-- Start Excerpted text --
Section 6. Resignation and Removal of Directors. Any Director may resign from the Board at any time. A Director who is not an officer may be removed as member of the Board of Directors only by action of the representing Chapter, which elected or appointed such Director. If the Executive Committee has reason to believe a Director who is an officer and not acting in good faith and in the best interest of the Society in his/her office as Director, then the Executive Committee may refer a complaint against the Director to his/her Chapter. The complaint shall be in writing, specify the action or failure to act complained of, and identify witnesses and other evidence supporting the complaint. A copy of the complaint shall be sent to the Director. Upon receipt of a complaint, the Chapter shall conduct an investigation and may dismiss the complaint
or determine to conduct a formal hearing. If a formal hearing is held, the Director subject to the hearing shall have an opportunity to present evidence to be heard and confront the complainant. After hearing all evidence presented, the Chapter may deliberate and vote in Executive Session without the Director subject to the hearing being present. A Chapter may remove a Director only by a majority of votes cast by Members of such Chapter who are voting Members of the Society. If a Director representing a Chapter is removed from office, the Chapter shall immediately notify the President, Secretary/Treasurer, and Executive Director of such action.

Section 7. Vacancies of a Director. Whether due to resignation, removal, or death, all vacancies in the office of a Director representing a Chapter shall be filled by the election or appointment of a new Director by the Chapter from among its membership by the votes of Professional and Professional Life Members of NCSS that are members of the Chapter. Such new Director shall serve for the remaining vacated term.
-- End Excerpted text --
-- Start Data --
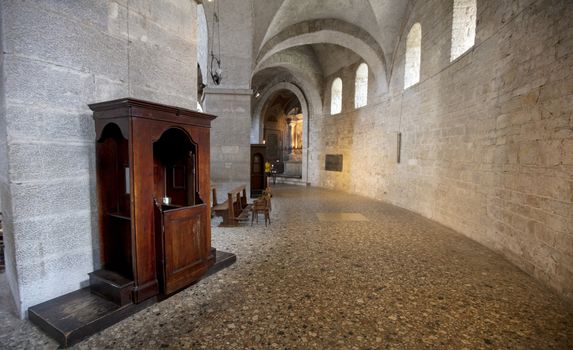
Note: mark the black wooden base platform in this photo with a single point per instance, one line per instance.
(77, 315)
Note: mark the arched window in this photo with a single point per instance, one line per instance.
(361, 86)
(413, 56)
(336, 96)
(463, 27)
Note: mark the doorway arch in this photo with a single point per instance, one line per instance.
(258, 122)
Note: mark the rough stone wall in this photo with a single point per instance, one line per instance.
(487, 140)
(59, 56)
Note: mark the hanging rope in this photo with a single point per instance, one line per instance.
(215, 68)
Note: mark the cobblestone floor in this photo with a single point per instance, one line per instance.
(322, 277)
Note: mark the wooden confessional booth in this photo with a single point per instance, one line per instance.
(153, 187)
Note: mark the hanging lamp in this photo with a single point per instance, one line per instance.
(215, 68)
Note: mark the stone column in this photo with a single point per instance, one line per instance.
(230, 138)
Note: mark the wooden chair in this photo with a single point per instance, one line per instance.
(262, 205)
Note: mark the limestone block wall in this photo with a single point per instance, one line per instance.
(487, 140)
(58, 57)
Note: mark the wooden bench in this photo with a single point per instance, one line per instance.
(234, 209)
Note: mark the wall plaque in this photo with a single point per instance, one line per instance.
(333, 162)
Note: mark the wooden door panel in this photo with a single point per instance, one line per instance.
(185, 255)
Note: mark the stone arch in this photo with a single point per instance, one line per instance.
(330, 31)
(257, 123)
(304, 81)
-- End Data --
-- Start Data --
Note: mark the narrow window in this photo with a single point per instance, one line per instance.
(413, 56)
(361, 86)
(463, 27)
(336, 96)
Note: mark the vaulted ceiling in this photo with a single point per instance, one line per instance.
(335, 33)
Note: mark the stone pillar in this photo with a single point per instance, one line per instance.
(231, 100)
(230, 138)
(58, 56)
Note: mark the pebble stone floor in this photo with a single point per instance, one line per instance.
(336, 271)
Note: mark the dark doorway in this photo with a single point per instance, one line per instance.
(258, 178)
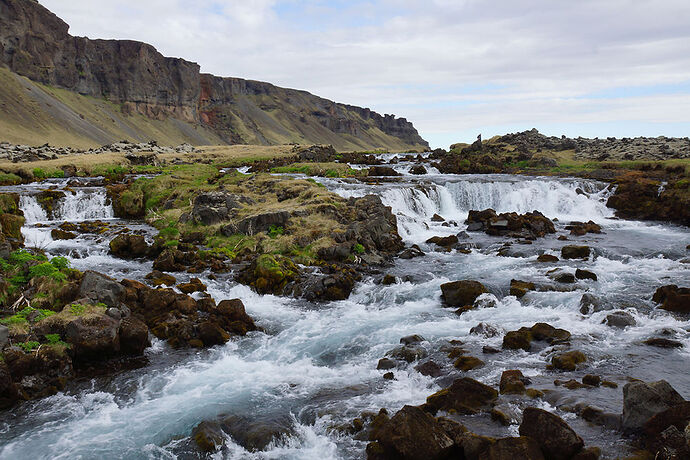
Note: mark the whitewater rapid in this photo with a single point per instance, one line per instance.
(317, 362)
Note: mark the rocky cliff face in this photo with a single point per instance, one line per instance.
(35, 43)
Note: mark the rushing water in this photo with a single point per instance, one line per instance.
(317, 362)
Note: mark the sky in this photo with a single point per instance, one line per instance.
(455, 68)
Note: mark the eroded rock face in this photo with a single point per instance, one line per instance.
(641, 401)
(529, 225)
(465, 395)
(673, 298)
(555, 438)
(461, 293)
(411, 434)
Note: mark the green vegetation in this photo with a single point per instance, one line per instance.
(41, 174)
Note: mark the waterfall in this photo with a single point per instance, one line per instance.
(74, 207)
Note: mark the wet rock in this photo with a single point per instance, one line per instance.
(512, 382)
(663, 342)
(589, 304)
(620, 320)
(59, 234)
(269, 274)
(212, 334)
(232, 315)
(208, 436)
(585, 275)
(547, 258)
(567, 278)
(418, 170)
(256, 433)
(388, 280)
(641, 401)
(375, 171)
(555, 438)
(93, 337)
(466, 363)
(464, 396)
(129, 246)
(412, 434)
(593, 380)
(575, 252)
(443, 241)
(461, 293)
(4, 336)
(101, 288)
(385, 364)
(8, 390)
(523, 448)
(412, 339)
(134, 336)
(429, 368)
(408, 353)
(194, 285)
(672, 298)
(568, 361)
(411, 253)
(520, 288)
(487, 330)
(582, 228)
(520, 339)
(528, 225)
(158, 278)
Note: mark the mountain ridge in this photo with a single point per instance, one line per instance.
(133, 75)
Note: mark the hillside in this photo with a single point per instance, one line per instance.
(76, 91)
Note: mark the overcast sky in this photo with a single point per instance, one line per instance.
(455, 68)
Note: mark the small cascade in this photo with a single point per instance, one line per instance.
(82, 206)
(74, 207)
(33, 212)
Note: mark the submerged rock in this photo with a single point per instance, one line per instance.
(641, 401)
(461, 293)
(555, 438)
-- End Data --
Aim of the task ▸ Go on with the bylaws excerpt about Directors, writing the passage that comes after its final sentence. You will not need the entries.

Response to this task ▸
Section 8. Compensation. Directors, as such, shall not receive any salary for their services, but may receive reimbursement of reasonable expenses incurred by them on behalf of the Society after approval of the Board of Directors. Directors may be reimbursed by the Society or the Chapter electing or appointing them for reasonable expenses incurred by them on behalf of the Society or the Chapter after approval by the Society or the Chapter. Directors shall not be reimbursed for the same reasonable expenses by both the Society and Chapter.

Section 9. Chapter Representative. In the event a duly elected or appointed Director representing a Chapter, due to circumstances such as illness and other reasonable causes, cannot attend a duly noticed meeting of the Board of Directors, then the Chapter represented by such Director may elect or appoint a substitute Chapter Representative to attend such meeting. Such Chapter Representative shall be a Professional or Professional Life Member of the Society and shall have the authority of the Director representing such Chapter during the Director’s temporary absence.

 

ARTICLE VIII
MEETINGS OF THE BOARD OF DIRECTORS

Section 1. Place. The Board of Directors shall hold regular and special meetings within the State of North Carolina, or any contiguous state.

Section 2. Regular Board of Directors Meetings. Regular meetings shall be held during each quarter of the year at such date, time and place provided in the Notice of the meeting.

Section 3. Special Board of Directors Meetings. Special meetings may be called by the President by delivery of written notice to each Director. The President must call a Special Meeting upon written notice from the Executive Committee or ten members of the Board requesting such
meeting.

Section 4. Notice of Board of Directors Meetings. Notice of the date, time, and place of any regular or special meeting shall be in writing and shall be delivered either personally, by facsimile transmission, U.S. mail, electronic mail, express delivery service to each Director then in office at
his/her address appearing in the records of the Society.

The Secretary or his/her designee shall cause notice of all regular meetings to be given as provided herein at least thirty (30) days prior to the date of such meeting and notice of any Special Meeting to be given as provided herein at least ten (10) but not more than thirty (30) days prior to the date of such meeting. Notice of any Special Meeting shall state the purpose of the meeting. No other business of the Society shall be conducted at the Special Board of Directors meeting.

Section 5. Quorum of the Board of Directors Meeting. At all meetings of the Board of Directors a sixty percent (60%) majority of the Directors in office shall be necessary to constitute a quorum.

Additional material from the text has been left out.